DIRECTIONS FOR THIS TASK – Reproduce the motorsports blog text below word for word, including everything from "Thursday, June 15, 2006" down to "Colonial Cup playoffs.".

DOCUMENT TEXT –

==*==

The Chevrolet squadron, though, showed an unusual muscle for Michigan this time around, as the Hendrick fleet got into a spirited tussle with Dale Junior for the lead. Notoriously hard on Chevys over the years, Michigan this time didn't look quite so hostile.

Jeff Gordon showed no lingering effect from his Pocono crash and posted his best effort in a number of weeks, while Jimmie Johnson looked more like someone protecting a point lead.

Tony Stewart's title hopes took a hit, and any concern for Stewart's shoulder should be assuged by how hard he was swinging the hammer onto his banged-up fender in the garage area.

The series takes a break from ovals and hits the road course at Sears Point, where Tony Stewart is the heavy favorite; he'll need a win and a poor finish from Jimmie Johnson, though, to cut into the point lead.

Thursday, June 15, 2006

What Do Ted Christopher And The Danbury Trashers Have In Common?

Unfortunately, both have in common that their competitive endeavors have - for now at least - been wiped out. Ted Christopher is perhaps the most exciting and successful racer in the history of New England motorsports. The Danbury Trashers are a hockey team, competing in the United Hockey League; they won the UHL's Eastern Division but bowed out in the league's Colonial Cup playoffs.

For myself, both converged in a conversation with a fan at New Hampshire International Speedway before the September 2005 NH 300. The fan, a lady from Danbury, wore a Trashers jersey and noted how the Trashers were a strong local draw and played hard every game. Being an AHL fan with years of attendance at the Providence Bruins, Worcester IceCats (soon to be Sharks), and Manchester Monarchs, I can identify with the lady's love of the Trashers.

The Trashers, however, will not play in the UHL's 2006-7 season, and for Ted Christopher, "I guess I'm retired now," he said when federal agents arrived and seized his racecars.

Both the Danbury Trashers and the Mystique Motorsports race team are casualties of the indictment of Jim Galante, a Danbury, CT businessman with a large garbage-collection company among other businesses. Galante is one of some 29 people indicted in a federal sting of area businesses involved with Organized Crime. Although Christopher's own auto repair business has worked with Galante's trash-collection company by fixing truck transmissions, Christopher's own business is not part of the federal indictment.

==*==

[Region labeling items]
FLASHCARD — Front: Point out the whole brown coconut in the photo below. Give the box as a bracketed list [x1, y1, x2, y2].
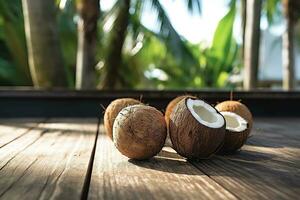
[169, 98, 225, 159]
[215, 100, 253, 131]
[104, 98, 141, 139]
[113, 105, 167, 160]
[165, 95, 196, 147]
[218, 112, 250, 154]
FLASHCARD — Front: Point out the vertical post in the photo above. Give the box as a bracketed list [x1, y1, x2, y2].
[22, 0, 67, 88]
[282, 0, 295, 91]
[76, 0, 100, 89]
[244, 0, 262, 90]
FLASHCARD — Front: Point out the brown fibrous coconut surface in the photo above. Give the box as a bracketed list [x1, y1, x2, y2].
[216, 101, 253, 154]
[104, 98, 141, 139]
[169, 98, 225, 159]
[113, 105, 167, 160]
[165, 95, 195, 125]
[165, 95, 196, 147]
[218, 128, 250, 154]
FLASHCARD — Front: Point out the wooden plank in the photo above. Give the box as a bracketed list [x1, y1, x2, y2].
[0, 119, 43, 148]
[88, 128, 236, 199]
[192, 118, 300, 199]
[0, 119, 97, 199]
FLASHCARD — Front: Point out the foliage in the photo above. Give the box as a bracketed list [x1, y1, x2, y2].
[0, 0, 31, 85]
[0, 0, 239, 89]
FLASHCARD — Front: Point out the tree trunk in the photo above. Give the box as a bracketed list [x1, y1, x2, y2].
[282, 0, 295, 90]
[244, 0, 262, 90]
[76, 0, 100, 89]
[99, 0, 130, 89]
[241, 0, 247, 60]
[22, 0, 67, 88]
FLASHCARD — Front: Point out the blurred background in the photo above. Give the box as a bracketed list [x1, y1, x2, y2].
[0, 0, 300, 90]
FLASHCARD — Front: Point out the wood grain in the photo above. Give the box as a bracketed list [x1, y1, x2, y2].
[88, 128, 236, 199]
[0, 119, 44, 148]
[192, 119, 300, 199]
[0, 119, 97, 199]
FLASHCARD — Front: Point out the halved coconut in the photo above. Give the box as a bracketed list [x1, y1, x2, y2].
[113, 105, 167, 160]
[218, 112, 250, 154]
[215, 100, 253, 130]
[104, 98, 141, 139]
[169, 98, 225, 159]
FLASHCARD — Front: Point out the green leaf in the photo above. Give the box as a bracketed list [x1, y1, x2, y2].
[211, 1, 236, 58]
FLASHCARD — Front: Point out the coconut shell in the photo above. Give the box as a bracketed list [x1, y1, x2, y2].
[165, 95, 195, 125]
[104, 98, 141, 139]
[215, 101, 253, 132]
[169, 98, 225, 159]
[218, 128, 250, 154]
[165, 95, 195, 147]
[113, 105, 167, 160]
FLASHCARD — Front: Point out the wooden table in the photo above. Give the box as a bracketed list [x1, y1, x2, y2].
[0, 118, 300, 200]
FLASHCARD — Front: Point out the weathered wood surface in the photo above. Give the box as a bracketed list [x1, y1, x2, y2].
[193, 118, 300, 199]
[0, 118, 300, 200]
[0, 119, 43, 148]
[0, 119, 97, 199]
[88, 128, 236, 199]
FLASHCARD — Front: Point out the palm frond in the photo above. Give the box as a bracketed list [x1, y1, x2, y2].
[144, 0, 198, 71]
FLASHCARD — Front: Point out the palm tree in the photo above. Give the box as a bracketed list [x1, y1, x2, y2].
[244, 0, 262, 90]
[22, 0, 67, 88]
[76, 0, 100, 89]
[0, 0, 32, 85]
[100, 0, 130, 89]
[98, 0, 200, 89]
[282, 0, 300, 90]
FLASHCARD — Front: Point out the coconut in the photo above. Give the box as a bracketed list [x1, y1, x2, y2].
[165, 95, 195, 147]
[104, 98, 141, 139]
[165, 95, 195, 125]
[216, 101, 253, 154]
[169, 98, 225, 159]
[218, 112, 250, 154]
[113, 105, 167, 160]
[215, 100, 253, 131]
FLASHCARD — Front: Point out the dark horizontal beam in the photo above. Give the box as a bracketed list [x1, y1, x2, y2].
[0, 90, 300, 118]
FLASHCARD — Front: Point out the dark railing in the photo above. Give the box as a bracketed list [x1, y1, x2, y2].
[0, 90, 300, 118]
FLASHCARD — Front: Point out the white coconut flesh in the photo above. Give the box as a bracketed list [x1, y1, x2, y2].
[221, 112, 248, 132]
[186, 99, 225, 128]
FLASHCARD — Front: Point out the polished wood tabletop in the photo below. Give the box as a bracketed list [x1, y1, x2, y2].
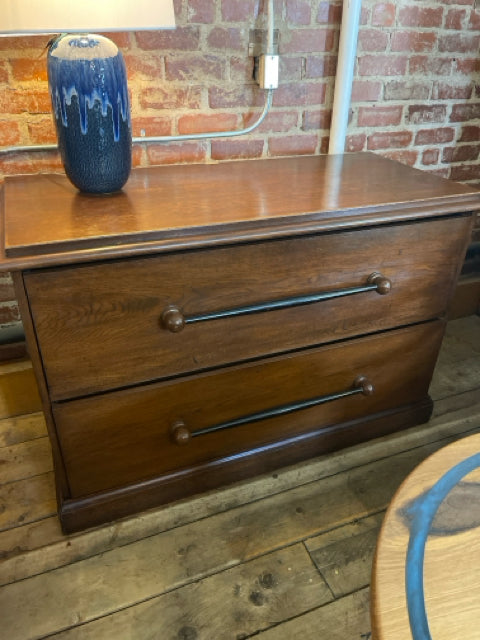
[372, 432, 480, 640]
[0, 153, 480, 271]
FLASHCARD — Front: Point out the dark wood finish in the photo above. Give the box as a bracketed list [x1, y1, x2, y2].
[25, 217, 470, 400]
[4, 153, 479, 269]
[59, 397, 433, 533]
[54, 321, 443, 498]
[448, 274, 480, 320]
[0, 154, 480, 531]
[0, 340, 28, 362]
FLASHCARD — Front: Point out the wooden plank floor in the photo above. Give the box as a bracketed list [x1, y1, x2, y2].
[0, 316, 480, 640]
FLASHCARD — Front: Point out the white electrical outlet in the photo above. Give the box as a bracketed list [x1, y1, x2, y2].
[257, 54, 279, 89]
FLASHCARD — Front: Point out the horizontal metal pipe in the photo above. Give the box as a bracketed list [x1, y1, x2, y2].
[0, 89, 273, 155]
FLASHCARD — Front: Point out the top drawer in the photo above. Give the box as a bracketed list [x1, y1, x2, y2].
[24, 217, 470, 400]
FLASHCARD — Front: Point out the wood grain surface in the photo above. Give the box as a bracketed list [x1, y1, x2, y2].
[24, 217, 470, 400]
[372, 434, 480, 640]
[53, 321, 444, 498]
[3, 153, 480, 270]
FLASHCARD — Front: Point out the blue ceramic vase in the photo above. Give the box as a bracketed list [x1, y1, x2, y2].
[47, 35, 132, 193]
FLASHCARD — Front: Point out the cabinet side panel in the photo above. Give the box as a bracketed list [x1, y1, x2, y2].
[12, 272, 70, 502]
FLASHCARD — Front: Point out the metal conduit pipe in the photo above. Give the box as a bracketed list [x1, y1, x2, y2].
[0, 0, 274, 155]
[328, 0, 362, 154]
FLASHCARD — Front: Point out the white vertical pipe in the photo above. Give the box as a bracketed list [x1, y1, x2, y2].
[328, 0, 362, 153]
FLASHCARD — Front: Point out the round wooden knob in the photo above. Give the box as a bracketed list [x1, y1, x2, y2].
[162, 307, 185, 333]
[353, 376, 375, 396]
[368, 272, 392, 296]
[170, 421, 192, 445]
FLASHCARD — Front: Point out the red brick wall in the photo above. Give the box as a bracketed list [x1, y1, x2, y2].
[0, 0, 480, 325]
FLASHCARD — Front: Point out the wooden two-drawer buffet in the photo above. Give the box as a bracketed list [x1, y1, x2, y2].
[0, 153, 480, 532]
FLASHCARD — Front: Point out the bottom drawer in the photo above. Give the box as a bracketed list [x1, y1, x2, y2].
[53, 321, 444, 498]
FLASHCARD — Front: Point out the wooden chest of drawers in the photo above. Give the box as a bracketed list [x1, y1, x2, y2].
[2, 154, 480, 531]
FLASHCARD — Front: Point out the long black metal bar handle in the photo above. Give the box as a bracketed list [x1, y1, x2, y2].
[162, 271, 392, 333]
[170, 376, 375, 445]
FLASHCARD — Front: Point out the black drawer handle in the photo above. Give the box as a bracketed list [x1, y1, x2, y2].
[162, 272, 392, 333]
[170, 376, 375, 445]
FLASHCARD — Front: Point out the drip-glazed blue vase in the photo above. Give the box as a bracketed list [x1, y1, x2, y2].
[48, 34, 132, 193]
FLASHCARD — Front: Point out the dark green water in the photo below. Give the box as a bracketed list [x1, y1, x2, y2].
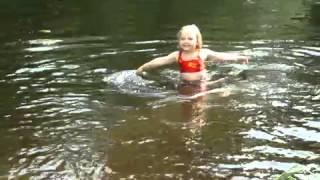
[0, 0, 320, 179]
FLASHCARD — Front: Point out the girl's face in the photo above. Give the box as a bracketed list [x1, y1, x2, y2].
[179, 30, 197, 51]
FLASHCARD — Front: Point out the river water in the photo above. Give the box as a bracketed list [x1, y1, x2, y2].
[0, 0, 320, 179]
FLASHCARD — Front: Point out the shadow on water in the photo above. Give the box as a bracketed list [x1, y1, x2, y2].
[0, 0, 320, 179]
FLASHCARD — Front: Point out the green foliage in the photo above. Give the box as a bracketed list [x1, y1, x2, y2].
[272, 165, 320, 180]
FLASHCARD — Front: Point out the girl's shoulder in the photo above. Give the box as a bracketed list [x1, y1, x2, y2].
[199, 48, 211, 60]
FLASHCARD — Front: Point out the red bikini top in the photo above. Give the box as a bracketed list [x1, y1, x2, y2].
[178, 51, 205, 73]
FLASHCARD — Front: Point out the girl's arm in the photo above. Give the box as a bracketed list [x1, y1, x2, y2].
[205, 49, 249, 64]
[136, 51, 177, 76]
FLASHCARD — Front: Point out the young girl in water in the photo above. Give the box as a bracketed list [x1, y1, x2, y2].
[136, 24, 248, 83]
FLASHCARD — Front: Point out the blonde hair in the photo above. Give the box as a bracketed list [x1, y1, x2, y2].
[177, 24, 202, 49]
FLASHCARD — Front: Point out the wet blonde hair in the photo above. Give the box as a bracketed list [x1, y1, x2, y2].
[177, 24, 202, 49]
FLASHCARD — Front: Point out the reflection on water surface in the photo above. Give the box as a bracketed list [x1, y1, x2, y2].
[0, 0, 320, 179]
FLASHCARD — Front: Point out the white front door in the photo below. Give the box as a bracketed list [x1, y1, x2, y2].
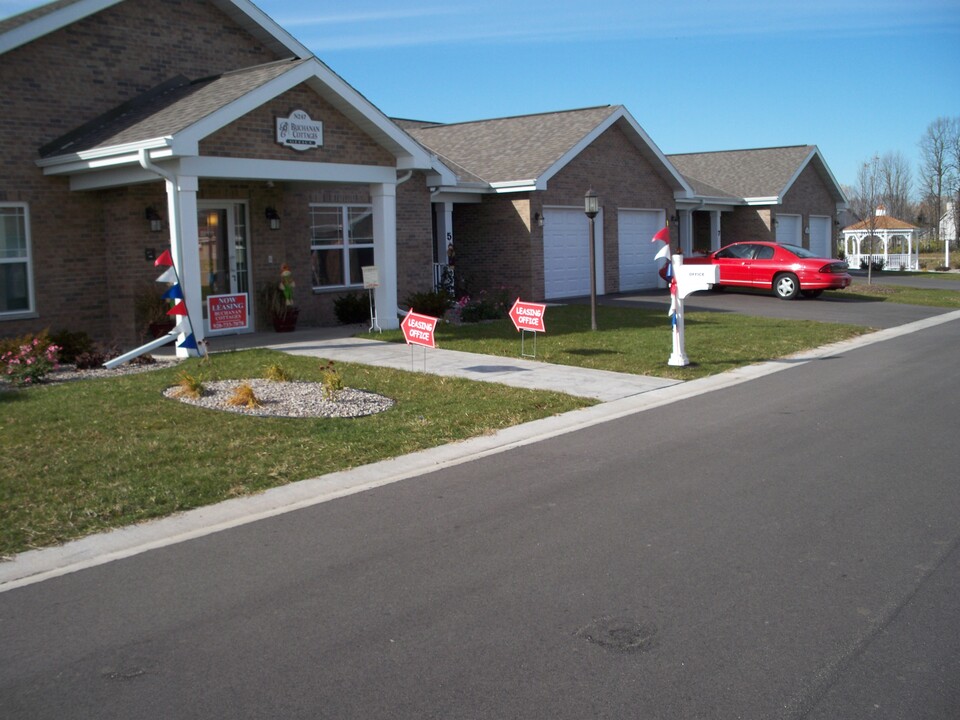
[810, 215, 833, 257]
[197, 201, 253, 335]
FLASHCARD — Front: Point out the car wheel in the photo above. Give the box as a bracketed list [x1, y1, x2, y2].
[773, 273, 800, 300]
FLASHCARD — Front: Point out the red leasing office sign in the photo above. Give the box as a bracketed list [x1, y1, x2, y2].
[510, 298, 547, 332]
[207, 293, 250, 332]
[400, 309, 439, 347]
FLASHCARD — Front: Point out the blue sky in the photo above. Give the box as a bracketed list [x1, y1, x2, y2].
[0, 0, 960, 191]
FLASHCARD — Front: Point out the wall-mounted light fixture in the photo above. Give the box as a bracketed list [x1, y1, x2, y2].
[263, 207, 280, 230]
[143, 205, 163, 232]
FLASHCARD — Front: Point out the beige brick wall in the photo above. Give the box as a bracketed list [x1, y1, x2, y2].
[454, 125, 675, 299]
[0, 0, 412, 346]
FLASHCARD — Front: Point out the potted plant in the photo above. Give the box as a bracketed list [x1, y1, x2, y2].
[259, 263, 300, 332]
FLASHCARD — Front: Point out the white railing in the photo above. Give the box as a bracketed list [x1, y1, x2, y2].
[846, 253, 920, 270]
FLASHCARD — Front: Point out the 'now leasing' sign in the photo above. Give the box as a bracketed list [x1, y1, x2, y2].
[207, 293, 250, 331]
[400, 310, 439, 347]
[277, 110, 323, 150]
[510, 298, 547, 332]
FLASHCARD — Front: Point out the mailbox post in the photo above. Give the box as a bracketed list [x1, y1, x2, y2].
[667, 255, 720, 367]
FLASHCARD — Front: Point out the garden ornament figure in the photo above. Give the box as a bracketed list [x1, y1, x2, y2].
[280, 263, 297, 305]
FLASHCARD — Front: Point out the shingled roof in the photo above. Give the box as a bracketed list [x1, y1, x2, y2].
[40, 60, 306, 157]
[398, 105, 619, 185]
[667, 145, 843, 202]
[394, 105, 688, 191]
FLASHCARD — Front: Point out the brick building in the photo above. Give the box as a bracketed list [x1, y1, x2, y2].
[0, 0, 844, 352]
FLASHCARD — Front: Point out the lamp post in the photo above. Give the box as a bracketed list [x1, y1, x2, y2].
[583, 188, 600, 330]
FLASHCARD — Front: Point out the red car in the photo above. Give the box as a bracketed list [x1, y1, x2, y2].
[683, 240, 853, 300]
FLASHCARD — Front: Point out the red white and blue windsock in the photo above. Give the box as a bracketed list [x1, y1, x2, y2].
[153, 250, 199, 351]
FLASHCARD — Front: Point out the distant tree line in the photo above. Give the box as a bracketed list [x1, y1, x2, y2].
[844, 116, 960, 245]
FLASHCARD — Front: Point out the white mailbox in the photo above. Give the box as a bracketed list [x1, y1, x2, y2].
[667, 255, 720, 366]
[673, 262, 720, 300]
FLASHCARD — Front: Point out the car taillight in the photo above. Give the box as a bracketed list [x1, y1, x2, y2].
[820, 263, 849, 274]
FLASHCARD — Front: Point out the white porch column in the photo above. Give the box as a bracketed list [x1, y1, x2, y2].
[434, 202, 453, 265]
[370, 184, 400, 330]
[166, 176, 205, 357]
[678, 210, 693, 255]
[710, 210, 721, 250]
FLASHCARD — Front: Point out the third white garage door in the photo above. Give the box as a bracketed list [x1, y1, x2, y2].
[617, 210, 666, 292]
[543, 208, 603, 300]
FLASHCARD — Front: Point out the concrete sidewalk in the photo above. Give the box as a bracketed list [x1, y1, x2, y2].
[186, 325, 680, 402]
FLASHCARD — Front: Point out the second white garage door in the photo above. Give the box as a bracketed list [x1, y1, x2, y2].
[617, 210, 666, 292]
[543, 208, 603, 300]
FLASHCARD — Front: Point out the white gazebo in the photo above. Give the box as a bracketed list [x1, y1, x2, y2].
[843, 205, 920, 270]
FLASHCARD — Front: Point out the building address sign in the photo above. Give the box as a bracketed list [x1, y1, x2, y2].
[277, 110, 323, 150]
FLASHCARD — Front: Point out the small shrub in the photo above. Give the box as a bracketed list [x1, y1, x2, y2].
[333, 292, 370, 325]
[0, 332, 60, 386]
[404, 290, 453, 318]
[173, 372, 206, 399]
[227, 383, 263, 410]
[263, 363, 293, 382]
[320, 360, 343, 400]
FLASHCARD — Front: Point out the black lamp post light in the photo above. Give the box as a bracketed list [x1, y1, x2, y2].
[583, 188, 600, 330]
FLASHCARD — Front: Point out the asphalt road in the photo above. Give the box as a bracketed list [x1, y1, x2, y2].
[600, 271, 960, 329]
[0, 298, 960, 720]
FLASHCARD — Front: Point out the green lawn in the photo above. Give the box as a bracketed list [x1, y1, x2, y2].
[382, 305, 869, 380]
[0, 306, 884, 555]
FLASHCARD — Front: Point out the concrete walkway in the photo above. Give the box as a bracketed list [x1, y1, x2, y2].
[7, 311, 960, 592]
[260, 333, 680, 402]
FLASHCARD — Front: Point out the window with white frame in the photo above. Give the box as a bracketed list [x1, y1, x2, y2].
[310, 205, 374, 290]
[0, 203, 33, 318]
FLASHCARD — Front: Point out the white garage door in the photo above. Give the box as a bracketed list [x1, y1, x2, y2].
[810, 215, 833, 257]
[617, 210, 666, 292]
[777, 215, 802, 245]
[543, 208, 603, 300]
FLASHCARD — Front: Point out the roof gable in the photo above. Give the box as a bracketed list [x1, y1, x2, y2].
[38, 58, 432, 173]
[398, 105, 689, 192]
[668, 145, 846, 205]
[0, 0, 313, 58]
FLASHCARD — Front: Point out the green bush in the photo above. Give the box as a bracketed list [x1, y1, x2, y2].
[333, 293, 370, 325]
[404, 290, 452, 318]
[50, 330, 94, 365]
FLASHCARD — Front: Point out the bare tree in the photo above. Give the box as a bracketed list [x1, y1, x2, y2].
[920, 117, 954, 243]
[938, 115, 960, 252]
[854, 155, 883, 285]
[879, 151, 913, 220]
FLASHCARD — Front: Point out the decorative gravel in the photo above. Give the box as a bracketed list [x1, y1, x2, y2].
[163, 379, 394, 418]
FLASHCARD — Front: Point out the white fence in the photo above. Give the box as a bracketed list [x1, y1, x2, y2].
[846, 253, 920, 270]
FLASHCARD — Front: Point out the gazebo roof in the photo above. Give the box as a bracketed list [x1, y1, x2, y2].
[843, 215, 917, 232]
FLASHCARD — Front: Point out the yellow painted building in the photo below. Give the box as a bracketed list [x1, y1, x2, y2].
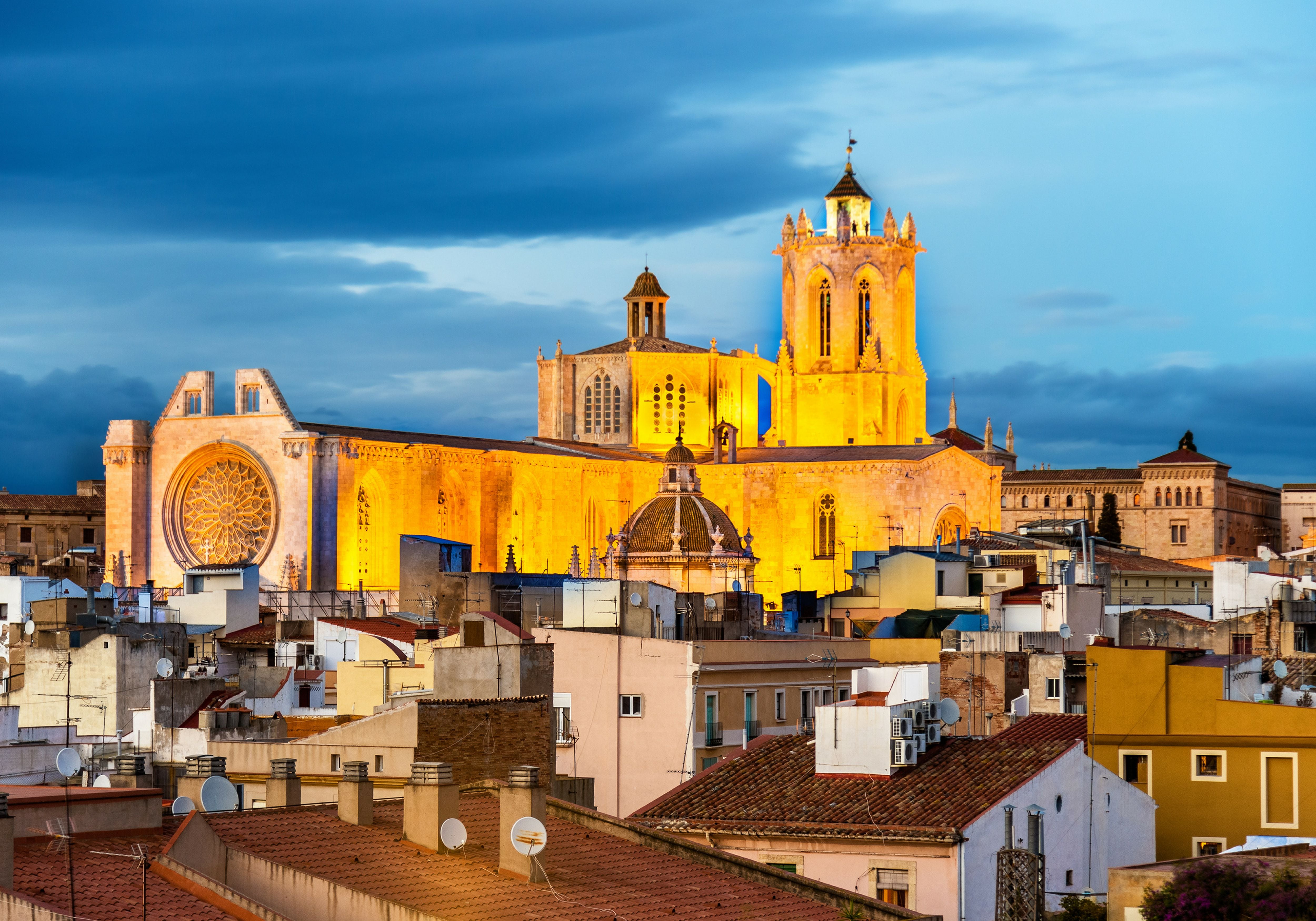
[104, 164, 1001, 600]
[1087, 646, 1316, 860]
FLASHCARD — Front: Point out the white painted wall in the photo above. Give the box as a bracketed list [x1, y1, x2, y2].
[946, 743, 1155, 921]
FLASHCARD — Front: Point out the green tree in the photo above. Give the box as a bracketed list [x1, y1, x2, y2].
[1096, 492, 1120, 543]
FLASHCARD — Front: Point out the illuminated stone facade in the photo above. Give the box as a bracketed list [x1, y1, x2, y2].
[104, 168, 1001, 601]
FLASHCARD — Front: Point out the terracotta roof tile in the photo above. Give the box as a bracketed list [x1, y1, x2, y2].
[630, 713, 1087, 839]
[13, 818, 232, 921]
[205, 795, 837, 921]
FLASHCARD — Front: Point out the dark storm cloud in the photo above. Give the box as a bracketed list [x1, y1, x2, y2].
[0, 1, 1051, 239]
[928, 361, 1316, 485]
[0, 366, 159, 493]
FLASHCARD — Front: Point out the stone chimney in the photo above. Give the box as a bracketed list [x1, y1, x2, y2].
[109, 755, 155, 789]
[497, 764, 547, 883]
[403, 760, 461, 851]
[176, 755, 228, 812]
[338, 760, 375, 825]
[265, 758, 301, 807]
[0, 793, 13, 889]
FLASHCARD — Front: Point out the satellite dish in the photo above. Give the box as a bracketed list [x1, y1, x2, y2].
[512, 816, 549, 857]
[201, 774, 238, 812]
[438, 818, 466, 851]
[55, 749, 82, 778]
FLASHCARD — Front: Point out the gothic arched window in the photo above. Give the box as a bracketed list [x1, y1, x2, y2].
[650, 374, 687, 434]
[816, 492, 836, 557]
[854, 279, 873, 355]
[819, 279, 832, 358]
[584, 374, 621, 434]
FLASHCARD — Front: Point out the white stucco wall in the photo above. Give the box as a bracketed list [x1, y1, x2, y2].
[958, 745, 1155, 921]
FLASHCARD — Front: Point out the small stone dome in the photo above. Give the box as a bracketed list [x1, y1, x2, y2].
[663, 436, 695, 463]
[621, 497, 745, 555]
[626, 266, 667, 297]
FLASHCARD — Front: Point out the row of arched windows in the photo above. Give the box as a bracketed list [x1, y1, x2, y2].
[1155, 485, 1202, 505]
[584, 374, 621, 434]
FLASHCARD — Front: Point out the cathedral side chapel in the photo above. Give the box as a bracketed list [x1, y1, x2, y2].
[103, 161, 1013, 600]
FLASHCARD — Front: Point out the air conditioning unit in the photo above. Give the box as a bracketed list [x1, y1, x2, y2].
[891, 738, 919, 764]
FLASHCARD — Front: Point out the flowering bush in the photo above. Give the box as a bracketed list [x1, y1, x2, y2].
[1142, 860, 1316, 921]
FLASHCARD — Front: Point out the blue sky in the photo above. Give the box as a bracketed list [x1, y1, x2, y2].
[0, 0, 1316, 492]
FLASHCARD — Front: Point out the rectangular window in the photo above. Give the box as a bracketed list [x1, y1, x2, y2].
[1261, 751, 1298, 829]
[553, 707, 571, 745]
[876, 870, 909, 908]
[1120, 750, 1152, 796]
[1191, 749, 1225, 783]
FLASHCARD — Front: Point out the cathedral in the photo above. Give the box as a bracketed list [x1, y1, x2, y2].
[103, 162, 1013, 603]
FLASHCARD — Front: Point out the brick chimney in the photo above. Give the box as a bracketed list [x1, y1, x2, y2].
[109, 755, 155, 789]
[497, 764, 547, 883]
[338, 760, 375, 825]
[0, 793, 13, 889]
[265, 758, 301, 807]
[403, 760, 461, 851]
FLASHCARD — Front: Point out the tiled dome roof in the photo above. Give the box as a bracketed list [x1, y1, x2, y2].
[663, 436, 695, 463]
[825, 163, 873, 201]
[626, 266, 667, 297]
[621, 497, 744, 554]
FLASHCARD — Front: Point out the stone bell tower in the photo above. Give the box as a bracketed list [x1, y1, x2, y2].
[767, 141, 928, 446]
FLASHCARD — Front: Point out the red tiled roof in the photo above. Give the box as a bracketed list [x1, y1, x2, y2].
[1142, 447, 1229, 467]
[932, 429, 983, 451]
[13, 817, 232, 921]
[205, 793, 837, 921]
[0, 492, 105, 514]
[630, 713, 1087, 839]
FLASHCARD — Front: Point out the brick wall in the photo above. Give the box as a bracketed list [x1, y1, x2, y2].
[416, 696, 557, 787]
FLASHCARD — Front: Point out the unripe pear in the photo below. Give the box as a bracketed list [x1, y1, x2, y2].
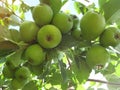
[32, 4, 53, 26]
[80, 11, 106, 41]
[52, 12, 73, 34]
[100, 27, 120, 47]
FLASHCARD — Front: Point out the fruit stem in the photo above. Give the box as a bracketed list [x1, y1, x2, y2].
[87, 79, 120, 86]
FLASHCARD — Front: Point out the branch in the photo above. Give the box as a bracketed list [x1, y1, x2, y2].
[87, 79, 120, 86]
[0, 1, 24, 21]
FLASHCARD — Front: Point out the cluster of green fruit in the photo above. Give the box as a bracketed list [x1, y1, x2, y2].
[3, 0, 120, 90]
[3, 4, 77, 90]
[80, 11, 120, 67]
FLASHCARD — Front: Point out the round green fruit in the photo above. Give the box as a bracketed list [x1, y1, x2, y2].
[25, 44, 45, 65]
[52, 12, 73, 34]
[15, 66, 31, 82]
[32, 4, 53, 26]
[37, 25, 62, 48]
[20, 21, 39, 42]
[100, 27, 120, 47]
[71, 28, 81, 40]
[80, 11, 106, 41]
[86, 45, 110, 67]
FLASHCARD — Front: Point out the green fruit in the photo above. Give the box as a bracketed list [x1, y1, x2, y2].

==*==

WORKED ANSWER –
Thursday, June 15, 2006

What Do Ted Christopher And The Danbury Trashers Have In Common?

Unfortunately, both have in common that their competitive endeavors have - for now at least - been wiped out. Ted Christopher is perhaps the most exciting and successful racer in the history of New England motorsports. The Danbury Trashers are a hockey team, competing in the United Hockey League; they won the UHL's Eastern Division but bowed out in the league's Colonial Cup playoffs.